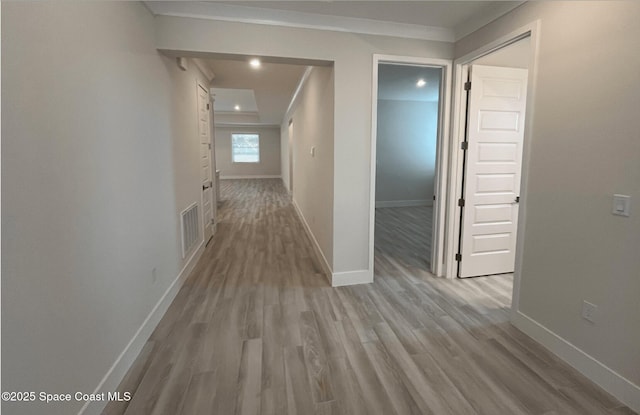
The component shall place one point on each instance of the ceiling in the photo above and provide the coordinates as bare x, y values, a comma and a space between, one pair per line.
263, 94
447, 14
399, 83
430, 20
====
**The request:** Please render the lines of the items above as a Markdown table with the columns "Row" and "Line", numbering each row and skipping blank lines. Leave the pictures out.

**Task solution:**
| Row | Line |
|---|---|
| 1 | The component shall place one point on each instance of the ceiling in the photo above and provide the coordinates as bare x, y values, a comma and a space between, one pair per line. |
| 2 | 263, 94 |
| 3 | 447, 14 |
| 4 | 399, 83 |
| 5 | 430, 20 |